- _Short exercise 1_: In the reply about latent heat, what temperature corresponds to surface emissions of 390 W/m^2?
- _Short exercise 2_: Please reproduce the reply about latent heat starting at "No. Energy is" and ending at "of the atmosphere.", changing "molecules" to "particles".

- _Text section_:
------------------------------------

Reply to  Alan Tomalty
June 30, 2018 11:24 pm

Alan,

“most of that latent heat is lost to the atmosphere. ”

No. Energy is never ‘lost’, nor is latent heat directly converted into the kinetic energy of O2 and N2 molecules in motion which is the primary manifestation of the kinetic temperature of the atmosphere.

Water evaporating from the surface mostly evaporates from other water in which case, the latent heat comes from the body of water that is evaporating and cools it. Conversely, when water condenses in the atmosphere, the latent heat is returned to the water condensed upon. There is no physical connection to air molecules during this process and the ONLY place that latent heat can end up is in the heat of the droplet of water. When atmospheric water evaporates, the droplet it evaporates from cools.

The CAGW idea that the temperature increases without bound is a consequence of the implicit power supply in the model that isn’t part of the system being modeled which enables an absurdly high ECS. Nonetheless, there’s definitely LWIR being returned to the surface by both GHG molecules and clouds, except that this is not new energy as it would be in a linear Bode feedback amplifier, but is energy emitted by the surface in the past and that was absorbed, delayed and ultimately redirected back to the surface.

GHG molecules return wavelengths of energy in their absorption bands while even the tiniest droplets of water are black bodies that emit a broad band spectrum of of photons. The amount of LWIR ultimately returned to the surface is 600 milliwatts per W/m^2 of forcing, thus 240 W/m^2 of forcing results in surface emissions of 1.6*240 = 390 W/m^2 corresponding to a temperature of 288K. Only a return of energy greater than 1 W/m^2 per W/m^2 of solar forcing will cause a runaway condition and this is a result of Bode’s stability criteria, although the phase of the feedback is generally more important to stability.

------------------------------------

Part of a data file
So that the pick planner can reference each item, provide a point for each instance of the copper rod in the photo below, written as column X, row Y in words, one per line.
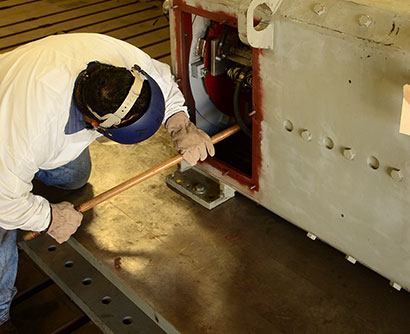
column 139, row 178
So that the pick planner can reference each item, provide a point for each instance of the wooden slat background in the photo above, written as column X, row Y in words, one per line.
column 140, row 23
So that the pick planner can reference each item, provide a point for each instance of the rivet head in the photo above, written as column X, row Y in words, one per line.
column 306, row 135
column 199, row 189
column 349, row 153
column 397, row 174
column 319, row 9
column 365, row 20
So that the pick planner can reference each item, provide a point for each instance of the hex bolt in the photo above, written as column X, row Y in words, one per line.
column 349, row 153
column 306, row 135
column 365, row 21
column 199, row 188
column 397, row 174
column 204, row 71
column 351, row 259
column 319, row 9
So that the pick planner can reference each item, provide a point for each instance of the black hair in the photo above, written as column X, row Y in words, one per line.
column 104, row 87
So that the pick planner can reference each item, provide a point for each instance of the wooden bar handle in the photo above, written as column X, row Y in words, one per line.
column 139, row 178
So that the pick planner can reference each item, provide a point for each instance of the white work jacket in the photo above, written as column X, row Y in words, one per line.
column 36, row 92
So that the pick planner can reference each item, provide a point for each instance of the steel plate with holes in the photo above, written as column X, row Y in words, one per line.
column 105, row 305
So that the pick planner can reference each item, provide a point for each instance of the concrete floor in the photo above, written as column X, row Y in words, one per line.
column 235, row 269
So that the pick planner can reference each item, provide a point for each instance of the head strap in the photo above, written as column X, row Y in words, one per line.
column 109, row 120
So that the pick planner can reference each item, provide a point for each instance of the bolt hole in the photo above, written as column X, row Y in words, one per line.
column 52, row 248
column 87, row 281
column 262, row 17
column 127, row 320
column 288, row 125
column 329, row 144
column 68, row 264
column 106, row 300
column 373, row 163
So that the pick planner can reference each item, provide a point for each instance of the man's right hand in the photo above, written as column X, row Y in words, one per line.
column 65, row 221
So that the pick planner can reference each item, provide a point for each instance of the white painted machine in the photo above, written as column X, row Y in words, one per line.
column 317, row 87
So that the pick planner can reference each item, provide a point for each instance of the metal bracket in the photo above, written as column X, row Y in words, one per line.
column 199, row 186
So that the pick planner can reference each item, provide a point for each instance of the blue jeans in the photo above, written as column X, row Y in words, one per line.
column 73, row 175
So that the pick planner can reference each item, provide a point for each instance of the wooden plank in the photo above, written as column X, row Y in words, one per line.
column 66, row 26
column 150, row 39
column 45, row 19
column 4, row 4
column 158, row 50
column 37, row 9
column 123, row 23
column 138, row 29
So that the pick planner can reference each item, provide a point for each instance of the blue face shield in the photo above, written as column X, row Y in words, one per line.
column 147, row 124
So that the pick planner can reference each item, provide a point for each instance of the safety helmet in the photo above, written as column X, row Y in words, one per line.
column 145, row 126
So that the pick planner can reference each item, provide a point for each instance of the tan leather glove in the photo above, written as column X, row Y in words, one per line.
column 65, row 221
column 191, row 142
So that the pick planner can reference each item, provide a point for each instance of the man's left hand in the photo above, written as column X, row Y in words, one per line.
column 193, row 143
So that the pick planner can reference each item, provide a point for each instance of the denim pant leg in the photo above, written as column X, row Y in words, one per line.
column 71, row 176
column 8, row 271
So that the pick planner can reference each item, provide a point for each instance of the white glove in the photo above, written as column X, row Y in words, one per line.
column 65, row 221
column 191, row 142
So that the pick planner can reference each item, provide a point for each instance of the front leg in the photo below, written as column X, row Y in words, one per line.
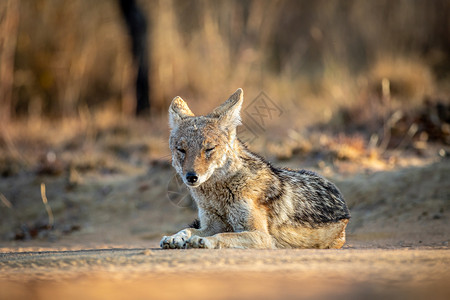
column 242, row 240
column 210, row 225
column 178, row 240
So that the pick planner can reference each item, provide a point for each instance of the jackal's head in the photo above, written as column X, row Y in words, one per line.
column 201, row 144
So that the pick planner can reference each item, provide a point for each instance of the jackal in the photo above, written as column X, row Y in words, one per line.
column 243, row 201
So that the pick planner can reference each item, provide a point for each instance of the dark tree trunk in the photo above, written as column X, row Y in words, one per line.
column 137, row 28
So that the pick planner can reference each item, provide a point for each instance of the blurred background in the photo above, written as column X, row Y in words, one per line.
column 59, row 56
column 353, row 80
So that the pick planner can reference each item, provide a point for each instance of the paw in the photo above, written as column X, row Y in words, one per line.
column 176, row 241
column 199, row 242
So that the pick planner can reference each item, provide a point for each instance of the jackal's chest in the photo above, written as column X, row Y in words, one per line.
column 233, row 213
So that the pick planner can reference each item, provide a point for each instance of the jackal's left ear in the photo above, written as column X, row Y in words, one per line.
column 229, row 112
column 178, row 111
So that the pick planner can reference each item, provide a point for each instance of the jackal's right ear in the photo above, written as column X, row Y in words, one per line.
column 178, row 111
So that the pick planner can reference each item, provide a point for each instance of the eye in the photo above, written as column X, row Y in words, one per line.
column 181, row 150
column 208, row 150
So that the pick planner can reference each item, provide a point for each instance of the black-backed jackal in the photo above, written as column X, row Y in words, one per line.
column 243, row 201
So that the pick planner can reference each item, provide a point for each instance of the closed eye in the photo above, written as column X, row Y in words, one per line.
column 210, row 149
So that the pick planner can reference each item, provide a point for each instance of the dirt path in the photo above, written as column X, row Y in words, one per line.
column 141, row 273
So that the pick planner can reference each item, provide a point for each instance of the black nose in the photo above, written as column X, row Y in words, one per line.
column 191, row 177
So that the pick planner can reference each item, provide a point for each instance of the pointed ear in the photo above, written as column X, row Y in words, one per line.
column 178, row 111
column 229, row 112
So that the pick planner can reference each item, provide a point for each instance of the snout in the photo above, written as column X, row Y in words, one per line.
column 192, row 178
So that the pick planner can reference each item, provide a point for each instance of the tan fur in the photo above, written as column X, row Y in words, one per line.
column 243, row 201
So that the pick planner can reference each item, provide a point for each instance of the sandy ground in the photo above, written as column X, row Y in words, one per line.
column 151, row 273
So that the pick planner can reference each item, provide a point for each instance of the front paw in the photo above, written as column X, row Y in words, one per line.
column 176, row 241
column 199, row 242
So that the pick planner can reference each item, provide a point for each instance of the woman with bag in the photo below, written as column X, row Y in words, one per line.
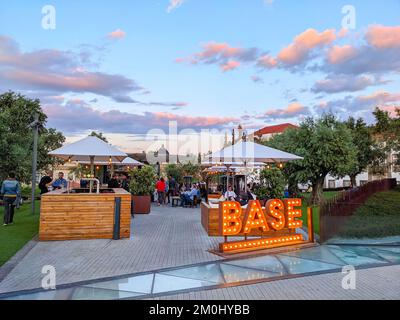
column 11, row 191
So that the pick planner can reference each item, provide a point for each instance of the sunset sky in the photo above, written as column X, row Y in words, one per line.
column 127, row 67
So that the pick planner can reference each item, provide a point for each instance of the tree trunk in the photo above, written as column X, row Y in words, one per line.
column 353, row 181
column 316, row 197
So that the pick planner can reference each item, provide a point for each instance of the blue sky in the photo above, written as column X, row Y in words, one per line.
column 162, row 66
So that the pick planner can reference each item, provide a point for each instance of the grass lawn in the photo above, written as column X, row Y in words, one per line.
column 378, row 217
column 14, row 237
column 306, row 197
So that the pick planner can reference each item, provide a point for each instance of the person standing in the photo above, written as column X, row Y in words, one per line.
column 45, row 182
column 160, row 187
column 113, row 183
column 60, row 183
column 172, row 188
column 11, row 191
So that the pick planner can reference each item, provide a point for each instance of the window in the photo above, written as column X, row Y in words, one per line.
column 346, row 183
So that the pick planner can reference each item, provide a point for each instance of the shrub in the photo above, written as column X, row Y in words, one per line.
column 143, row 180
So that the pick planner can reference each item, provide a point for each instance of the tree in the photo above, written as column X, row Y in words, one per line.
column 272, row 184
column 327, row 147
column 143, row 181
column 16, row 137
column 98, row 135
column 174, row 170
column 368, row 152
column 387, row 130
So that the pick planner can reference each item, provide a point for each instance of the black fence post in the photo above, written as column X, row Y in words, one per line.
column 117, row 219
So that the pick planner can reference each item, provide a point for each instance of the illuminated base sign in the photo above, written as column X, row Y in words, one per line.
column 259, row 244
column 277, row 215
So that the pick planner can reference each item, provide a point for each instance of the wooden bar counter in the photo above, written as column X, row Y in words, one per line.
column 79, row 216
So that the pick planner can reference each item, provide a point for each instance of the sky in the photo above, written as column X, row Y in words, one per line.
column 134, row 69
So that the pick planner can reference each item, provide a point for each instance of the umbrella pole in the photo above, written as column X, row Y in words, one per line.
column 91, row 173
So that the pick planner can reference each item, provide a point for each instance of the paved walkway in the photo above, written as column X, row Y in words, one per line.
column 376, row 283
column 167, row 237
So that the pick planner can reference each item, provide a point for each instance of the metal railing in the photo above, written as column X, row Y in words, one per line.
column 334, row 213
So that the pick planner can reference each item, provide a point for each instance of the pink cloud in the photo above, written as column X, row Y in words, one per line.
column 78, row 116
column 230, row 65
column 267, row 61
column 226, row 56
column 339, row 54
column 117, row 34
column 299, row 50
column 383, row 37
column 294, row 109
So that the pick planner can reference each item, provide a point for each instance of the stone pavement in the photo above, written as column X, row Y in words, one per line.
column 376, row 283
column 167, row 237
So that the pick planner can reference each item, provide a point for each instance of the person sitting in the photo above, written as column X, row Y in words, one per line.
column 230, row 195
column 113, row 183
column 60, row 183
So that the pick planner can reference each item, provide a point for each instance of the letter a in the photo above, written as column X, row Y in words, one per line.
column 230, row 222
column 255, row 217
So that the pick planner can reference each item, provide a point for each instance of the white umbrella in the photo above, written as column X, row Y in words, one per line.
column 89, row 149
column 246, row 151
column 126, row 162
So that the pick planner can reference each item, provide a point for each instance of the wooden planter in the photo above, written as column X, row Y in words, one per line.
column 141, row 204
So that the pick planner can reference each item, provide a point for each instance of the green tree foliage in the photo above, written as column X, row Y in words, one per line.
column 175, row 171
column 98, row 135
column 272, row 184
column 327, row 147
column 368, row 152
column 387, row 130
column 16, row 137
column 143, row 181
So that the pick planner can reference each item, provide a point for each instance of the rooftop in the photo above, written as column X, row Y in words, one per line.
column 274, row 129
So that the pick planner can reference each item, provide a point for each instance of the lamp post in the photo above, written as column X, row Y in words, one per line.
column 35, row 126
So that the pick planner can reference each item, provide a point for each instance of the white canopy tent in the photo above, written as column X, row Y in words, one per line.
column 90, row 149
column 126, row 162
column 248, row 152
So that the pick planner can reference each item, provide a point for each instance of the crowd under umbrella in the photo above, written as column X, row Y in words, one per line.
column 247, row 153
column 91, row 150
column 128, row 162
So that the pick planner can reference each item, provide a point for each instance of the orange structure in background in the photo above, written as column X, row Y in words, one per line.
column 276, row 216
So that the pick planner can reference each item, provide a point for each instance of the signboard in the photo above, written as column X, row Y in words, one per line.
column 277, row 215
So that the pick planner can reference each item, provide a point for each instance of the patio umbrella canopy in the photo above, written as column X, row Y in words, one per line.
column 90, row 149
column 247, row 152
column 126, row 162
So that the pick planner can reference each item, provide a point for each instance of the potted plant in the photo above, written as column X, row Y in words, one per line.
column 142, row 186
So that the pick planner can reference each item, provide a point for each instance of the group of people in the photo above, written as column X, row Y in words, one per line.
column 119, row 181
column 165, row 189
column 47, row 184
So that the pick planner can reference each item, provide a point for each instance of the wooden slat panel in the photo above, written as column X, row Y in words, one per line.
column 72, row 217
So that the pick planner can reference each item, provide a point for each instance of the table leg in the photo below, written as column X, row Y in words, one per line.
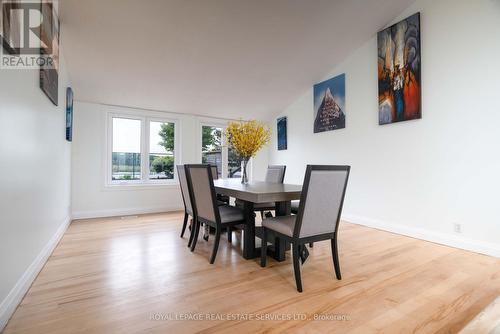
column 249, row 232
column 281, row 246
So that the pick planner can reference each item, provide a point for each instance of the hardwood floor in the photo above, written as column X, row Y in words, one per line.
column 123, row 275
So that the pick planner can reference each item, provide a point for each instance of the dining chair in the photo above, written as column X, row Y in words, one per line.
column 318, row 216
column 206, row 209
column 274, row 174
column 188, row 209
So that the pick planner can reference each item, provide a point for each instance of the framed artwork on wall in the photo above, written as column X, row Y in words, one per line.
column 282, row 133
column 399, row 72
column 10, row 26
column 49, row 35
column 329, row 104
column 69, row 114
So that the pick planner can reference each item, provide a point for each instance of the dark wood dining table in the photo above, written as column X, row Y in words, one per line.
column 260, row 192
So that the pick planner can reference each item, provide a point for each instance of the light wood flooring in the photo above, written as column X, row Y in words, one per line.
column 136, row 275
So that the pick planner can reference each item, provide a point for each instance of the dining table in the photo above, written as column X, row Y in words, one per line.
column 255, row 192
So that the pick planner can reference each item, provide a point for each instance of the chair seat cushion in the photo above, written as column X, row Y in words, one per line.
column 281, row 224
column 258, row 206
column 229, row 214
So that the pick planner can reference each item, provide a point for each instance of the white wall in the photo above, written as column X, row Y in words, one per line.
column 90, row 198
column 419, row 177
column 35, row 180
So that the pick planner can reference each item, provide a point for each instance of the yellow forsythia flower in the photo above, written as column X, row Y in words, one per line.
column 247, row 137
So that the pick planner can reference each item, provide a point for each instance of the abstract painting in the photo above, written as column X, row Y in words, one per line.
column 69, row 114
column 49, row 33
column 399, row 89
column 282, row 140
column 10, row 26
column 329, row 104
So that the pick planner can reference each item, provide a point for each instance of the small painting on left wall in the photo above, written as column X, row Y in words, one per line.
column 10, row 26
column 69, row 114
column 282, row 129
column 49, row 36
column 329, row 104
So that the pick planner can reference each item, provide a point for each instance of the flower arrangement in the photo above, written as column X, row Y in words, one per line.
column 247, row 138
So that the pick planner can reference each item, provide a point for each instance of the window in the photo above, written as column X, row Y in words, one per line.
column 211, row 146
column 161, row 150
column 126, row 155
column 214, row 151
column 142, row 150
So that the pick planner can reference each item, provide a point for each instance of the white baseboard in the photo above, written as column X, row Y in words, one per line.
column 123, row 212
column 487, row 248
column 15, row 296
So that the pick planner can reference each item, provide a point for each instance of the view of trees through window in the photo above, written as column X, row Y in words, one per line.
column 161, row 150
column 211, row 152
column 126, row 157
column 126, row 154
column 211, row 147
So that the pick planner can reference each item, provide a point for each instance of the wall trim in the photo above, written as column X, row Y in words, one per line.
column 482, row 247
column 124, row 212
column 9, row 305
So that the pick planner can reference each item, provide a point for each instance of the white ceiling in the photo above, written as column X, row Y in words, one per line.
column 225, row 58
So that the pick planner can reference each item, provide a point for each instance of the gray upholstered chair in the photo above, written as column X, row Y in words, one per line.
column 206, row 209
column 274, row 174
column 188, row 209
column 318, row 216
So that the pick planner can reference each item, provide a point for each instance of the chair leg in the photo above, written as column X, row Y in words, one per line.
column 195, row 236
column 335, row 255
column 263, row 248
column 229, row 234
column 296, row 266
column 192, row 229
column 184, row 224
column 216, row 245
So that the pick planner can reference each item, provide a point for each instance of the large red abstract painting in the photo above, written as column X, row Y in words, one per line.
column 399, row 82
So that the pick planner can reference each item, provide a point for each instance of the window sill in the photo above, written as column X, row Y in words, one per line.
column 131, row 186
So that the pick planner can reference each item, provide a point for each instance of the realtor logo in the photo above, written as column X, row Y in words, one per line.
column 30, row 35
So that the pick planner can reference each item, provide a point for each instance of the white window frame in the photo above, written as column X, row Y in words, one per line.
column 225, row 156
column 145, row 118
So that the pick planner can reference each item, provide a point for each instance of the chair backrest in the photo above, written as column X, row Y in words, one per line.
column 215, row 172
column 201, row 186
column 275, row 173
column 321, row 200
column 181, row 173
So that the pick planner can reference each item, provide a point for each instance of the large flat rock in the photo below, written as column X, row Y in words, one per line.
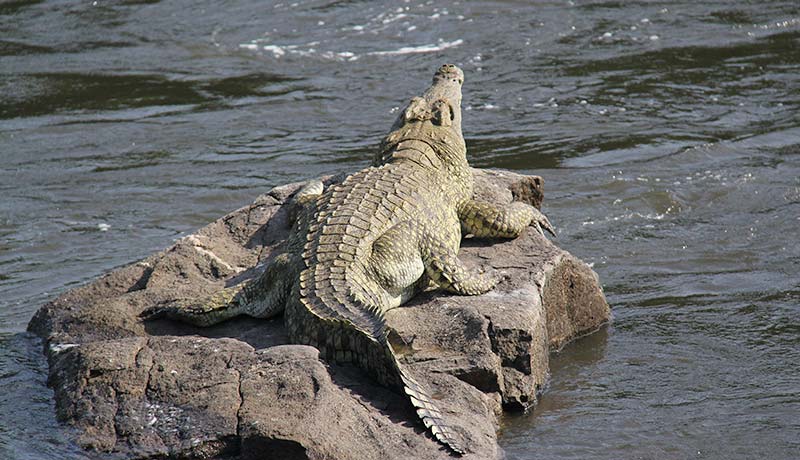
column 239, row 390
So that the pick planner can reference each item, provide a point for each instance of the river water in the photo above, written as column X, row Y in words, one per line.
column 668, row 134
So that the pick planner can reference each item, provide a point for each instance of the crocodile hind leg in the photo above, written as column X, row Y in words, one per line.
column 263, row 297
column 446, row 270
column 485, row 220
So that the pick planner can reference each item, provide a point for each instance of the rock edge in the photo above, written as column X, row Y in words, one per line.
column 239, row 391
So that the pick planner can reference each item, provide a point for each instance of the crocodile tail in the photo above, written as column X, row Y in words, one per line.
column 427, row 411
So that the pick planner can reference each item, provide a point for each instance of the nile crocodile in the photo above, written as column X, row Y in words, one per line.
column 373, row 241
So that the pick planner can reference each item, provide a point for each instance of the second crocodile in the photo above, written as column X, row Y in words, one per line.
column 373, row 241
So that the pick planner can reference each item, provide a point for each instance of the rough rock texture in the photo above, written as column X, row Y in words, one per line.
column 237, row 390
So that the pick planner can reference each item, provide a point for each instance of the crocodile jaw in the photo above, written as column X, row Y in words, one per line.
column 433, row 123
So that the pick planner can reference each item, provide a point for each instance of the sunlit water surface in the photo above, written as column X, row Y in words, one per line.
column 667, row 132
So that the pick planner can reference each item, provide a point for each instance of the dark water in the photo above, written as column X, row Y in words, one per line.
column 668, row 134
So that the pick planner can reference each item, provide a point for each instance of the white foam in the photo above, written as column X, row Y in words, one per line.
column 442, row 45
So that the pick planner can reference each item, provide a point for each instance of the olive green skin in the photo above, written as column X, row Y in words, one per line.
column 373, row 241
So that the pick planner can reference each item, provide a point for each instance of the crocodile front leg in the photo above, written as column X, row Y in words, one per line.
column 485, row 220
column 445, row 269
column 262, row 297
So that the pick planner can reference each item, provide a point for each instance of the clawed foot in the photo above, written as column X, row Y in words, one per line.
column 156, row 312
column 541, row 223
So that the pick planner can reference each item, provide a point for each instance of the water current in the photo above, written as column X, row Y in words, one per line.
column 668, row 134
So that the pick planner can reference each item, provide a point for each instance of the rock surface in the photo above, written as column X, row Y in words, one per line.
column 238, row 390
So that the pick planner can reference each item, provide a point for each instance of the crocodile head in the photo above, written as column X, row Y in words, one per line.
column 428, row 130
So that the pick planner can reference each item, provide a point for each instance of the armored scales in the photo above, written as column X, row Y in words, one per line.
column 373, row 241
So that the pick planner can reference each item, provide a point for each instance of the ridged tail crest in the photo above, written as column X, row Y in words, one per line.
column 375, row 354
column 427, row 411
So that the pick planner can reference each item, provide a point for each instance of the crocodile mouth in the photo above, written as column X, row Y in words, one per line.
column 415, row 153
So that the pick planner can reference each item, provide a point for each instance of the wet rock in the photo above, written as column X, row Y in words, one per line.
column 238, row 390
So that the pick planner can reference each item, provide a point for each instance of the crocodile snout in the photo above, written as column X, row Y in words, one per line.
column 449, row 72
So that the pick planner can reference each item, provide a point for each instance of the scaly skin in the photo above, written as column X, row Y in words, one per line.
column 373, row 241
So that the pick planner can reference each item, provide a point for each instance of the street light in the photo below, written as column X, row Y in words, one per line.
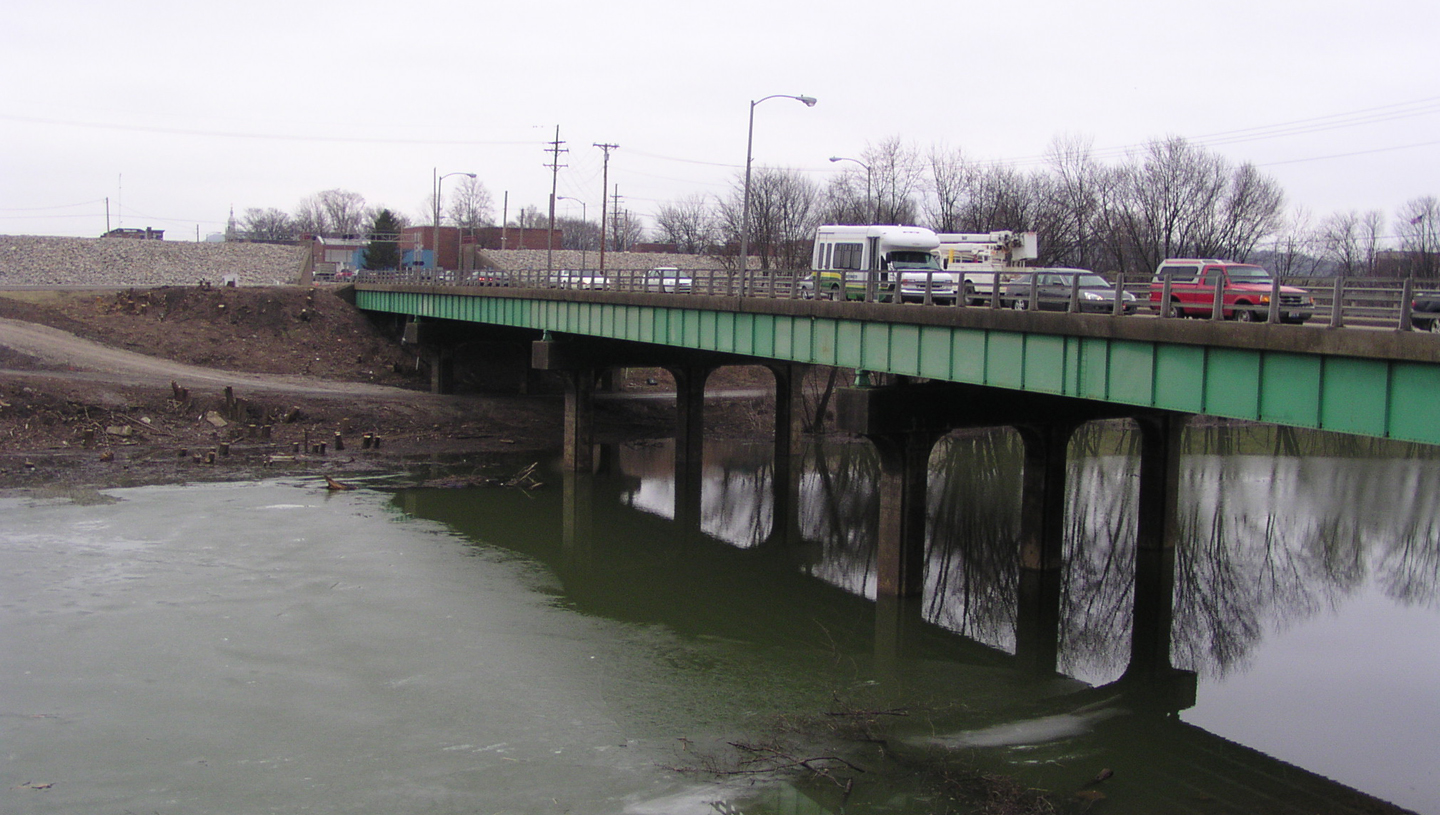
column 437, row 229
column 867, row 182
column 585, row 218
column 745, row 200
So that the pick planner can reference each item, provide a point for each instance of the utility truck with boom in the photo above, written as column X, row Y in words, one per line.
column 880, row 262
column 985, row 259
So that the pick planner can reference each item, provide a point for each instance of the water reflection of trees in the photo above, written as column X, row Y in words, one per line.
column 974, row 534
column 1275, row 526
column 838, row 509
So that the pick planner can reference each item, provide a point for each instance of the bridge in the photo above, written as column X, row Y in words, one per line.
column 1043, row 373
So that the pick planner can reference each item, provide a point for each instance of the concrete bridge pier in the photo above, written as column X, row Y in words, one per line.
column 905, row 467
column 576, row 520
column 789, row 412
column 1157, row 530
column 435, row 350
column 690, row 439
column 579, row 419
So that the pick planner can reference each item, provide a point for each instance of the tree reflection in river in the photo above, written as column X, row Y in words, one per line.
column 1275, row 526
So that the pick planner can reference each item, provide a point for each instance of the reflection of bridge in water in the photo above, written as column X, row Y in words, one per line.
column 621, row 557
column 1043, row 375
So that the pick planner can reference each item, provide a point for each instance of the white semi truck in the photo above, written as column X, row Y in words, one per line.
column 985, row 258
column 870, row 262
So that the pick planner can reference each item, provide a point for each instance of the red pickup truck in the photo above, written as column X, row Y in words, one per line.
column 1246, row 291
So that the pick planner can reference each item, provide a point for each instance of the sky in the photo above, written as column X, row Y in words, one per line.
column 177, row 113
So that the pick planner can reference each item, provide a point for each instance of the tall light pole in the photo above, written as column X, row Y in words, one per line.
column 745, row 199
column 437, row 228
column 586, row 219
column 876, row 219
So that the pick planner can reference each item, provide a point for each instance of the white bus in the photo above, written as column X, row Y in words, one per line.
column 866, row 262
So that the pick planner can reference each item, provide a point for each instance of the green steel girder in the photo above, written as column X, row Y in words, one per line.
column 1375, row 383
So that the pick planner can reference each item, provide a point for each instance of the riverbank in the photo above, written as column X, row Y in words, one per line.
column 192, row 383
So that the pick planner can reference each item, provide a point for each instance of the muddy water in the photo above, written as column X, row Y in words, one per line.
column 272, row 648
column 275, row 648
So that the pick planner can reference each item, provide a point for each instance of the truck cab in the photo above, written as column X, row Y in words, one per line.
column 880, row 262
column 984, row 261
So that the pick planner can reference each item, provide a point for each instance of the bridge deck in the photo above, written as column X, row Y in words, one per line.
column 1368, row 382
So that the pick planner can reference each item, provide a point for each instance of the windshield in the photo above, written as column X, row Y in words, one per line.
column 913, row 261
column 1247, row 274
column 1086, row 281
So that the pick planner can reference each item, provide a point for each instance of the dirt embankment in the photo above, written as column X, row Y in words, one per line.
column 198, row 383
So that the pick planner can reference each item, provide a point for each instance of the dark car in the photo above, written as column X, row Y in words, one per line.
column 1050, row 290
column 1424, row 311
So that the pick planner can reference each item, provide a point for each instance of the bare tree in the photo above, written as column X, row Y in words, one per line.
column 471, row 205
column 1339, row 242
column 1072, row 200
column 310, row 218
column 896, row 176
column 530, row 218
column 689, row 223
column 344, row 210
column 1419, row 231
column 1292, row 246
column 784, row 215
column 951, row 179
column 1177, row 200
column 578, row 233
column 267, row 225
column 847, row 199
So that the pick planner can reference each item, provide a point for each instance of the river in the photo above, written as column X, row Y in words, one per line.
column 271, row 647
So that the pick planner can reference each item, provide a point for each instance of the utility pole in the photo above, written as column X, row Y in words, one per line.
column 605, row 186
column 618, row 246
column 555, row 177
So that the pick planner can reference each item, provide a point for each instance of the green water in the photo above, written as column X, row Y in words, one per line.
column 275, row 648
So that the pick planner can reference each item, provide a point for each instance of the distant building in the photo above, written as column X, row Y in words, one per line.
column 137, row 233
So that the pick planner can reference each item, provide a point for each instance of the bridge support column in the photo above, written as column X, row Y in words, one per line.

------------------------------------

- _Complete response 1_: 288K

- _Complete response 2_:
No. Energy is never ‘lost’, nor is latent heat directly converted into the kinetic energy of O2 and N2 particles in motion which is the primary manifestation of the kinetic temperature of the atmosphere.